● **SHORT EXERCISE 1**
Please find each line in the entries below that contains the word "balcony" and copy those lines out.

● **EXTRACT**
%%

WHY GOVERNMENTS CAN ENCOURAGE VENTURE ACTIVITY

Even if entrepreneurship and venture capital can play an important role in spurring innovation, it is natural to ask why government should intervene in these markets. Isn’t this economic activity one that is best left to the private marketplace? Aside from the historical anecdotes alluded to in chapter 2, what case can be made for government intervention?

Beginning a Virtuous Cycle

The first rationale for government intervention lies in the fact that there is a “virtuous cycle” in entrepreneurship and venture capital. Activities by pioneering entrepreneurs and venture capitalists pave the way for subsequent generations: in a given city, it is far easier to recruit the staff for the one-hundredth start-up, or to find a lawyer to structure the one-hundredth financing, than the first.

%%

● **PROVIDED RECORDS**
%%

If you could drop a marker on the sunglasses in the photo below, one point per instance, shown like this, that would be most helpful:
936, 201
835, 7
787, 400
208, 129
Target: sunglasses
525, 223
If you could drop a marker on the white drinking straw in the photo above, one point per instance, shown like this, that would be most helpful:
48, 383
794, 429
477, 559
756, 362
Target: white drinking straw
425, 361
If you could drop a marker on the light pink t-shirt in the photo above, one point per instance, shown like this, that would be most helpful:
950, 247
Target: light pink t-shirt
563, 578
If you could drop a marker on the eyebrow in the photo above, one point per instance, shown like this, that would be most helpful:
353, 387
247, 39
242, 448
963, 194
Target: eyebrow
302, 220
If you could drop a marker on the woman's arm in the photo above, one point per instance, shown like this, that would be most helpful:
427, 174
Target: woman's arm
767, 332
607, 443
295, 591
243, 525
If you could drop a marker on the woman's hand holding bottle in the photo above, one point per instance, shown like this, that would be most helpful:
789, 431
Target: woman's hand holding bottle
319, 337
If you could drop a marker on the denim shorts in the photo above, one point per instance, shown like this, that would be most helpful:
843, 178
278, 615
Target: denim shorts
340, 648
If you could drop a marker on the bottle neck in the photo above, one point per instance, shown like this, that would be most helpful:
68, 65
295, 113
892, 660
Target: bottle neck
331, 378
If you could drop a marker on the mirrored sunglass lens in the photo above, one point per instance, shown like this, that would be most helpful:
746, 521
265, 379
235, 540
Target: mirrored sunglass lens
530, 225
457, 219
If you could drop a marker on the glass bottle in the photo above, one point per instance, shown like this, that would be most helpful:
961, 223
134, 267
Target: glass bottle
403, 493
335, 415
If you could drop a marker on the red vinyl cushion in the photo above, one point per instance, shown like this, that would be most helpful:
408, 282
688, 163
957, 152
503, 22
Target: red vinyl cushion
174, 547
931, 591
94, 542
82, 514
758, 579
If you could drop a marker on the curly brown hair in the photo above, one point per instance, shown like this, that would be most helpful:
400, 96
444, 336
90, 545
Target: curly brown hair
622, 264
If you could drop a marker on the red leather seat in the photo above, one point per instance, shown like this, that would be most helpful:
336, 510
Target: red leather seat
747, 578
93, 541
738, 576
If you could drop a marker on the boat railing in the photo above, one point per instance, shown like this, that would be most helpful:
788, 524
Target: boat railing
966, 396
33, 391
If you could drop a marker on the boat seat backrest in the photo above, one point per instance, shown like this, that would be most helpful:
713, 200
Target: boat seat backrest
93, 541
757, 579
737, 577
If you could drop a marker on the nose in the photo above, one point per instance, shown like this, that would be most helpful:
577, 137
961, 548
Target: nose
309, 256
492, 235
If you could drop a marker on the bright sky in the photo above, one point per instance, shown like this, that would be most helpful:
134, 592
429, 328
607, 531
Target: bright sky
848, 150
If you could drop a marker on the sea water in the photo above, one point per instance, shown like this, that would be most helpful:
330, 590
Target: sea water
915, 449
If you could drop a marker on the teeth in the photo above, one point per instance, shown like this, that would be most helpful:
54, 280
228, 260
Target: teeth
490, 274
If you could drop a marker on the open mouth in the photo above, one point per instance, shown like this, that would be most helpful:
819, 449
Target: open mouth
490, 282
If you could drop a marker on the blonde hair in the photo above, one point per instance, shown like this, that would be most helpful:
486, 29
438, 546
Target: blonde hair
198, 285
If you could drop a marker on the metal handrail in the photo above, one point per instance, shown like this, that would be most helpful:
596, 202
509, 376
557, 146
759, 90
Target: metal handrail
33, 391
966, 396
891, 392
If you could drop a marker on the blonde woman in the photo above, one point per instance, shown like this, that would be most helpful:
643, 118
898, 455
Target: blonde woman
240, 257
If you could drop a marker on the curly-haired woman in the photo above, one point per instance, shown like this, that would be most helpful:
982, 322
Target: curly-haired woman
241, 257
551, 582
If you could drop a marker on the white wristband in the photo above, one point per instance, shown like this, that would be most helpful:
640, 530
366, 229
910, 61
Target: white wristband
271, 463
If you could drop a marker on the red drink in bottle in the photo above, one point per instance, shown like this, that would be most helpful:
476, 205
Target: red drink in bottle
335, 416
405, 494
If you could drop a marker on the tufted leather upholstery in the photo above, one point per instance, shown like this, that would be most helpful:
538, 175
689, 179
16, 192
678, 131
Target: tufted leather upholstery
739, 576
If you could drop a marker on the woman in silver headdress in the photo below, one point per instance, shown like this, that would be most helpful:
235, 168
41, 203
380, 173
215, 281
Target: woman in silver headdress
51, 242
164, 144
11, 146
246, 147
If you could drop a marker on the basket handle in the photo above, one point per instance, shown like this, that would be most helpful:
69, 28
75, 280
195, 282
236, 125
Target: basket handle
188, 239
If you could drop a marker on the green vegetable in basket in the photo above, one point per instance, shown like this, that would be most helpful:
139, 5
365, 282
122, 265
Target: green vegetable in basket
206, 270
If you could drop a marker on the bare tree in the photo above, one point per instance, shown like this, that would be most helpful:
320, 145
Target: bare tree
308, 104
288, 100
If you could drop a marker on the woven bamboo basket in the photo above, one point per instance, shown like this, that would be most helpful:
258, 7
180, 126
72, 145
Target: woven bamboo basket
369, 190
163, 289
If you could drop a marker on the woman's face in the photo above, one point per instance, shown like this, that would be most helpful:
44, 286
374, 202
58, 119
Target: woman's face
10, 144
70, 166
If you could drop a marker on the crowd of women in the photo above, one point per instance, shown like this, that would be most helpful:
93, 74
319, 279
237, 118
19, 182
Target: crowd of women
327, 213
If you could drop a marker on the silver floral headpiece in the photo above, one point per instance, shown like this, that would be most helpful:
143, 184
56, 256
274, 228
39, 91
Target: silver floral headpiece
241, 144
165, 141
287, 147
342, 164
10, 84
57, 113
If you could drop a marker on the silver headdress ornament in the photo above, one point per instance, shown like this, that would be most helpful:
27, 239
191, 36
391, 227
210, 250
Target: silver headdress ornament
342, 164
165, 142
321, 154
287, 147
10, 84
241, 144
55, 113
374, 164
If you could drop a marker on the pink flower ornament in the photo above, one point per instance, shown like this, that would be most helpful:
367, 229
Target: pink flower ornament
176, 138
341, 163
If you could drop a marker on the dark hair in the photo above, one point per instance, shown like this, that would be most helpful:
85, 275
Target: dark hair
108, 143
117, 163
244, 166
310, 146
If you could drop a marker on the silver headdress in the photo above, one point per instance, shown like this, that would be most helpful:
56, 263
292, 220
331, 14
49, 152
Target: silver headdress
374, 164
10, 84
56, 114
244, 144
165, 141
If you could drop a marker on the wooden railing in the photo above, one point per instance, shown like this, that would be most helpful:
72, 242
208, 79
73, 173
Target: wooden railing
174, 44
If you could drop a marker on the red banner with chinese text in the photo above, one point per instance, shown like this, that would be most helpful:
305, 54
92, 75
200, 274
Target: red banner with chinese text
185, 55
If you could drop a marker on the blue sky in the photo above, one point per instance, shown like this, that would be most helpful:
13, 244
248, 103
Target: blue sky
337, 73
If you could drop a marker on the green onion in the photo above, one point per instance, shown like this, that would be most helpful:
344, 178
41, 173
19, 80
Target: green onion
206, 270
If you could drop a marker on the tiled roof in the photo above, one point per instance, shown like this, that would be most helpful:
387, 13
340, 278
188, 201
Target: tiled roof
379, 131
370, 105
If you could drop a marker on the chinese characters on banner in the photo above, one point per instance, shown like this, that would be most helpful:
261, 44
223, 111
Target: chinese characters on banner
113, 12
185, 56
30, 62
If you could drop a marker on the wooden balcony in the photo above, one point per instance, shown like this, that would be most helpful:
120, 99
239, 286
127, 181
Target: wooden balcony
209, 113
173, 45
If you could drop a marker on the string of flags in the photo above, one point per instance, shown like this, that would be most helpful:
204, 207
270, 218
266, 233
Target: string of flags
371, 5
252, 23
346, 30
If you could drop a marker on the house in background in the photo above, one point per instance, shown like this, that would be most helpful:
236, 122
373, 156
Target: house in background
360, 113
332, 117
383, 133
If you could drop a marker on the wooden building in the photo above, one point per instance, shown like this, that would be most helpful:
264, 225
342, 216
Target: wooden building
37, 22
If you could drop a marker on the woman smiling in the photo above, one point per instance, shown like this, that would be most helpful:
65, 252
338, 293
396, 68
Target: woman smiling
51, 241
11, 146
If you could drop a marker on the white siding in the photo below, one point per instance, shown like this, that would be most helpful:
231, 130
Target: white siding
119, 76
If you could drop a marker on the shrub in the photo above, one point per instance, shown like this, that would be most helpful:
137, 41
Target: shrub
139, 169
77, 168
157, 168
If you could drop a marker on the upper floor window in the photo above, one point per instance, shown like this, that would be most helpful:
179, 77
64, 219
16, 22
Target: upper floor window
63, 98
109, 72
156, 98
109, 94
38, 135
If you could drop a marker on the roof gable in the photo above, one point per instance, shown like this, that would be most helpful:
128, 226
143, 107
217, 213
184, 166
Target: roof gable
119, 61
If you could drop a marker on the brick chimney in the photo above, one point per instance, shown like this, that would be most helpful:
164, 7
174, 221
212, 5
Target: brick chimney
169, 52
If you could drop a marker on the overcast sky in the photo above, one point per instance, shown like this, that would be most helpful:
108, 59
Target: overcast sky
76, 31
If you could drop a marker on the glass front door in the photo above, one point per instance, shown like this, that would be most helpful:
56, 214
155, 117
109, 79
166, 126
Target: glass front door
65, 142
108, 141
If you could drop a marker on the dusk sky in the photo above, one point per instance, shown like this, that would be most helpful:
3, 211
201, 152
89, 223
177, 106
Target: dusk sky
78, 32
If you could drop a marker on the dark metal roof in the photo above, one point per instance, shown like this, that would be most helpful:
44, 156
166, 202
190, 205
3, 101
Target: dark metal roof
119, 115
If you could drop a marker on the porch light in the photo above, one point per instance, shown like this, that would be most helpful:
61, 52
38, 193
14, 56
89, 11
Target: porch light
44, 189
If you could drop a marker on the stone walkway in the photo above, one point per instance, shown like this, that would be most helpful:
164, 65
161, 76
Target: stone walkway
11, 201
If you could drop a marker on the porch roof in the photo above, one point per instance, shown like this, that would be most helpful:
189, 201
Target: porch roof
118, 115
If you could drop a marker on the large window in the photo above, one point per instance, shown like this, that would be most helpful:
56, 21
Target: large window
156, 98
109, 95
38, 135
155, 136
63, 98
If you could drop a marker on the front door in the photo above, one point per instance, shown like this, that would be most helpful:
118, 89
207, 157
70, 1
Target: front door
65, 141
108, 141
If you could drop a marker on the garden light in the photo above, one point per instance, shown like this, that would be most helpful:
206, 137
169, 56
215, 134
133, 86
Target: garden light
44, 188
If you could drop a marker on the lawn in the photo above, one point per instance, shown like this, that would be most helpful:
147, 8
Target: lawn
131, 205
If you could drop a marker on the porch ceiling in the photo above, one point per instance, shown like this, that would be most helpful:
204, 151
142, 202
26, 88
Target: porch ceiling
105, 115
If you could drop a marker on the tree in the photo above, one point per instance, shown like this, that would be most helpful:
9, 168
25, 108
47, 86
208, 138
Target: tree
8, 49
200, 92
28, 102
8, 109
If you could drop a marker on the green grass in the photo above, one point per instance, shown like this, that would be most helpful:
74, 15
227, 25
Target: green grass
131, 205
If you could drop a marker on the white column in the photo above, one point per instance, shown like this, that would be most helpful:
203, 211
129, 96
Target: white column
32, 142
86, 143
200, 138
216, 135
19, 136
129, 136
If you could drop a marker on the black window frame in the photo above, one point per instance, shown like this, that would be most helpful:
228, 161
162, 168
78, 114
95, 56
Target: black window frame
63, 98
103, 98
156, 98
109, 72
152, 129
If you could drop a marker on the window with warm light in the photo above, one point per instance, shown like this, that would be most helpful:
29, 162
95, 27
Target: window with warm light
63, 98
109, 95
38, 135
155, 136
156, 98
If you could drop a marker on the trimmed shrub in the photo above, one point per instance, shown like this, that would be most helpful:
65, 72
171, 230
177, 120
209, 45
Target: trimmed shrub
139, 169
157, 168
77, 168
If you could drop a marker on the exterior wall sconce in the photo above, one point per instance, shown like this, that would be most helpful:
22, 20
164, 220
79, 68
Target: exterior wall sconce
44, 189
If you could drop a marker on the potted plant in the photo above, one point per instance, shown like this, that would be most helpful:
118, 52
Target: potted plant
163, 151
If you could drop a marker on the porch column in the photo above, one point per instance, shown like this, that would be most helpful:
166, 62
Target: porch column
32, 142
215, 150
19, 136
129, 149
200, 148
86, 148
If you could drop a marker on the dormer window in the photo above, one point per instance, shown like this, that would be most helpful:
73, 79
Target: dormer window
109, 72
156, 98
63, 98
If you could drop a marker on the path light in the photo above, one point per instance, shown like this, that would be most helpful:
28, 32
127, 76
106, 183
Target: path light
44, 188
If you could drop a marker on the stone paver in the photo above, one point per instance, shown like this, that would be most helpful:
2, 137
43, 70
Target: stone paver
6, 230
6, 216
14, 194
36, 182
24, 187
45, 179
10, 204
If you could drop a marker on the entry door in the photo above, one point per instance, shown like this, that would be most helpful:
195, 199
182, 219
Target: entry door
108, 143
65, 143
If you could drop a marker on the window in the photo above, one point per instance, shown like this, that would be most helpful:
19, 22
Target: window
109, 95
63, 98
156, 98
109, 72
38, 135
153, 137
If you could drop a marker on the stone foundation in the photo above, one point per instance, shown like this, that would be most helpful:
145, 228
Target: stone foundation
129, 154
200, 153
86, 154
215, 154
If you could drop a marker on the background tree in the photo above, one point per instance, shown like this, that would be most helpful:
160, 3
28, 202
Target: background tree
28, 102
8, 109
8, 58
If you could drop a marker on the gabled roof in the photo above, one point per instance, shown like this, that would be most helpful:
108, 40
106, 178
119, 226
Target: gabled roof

%%

● **SHORT EXERCISE 2**
Output the full extract on government and venture activity above, unchanged.

● **RIGHT ANSWER 1**
If you could drop a marker on the wooden balcony in the photo above, one point per instance, shown like this, that would be most helpful:
Target: wooden balcony

● **RIGHT ANSWER 2**
WHY GOVERNMENTS CAN ENCOURAGE VENTURE ACTIVITY

Even if entrepreneurship and venture capital can play an important role in spurring innovation, it is natural to ask why government should intervene in these markets. Isn’t this economic activity one that is best left to the private marketplace? Aside from the historical anecdotes alluded to in chapter 2, what case can be made for government intervention?

Beginning a Virtuous Cycle

The first rationale for government intervention lies in the fact that there is a “virtuous cycle” in entrepreneurship and venture capital. Activities by pioneering entrepreneurs and venture capitalists pave the way for subsequent generations: in a given city, it is far easier to recruit the staff for the one-hundredth start-up, or to find a lawyer to structure the one-hundredth financing, than the first.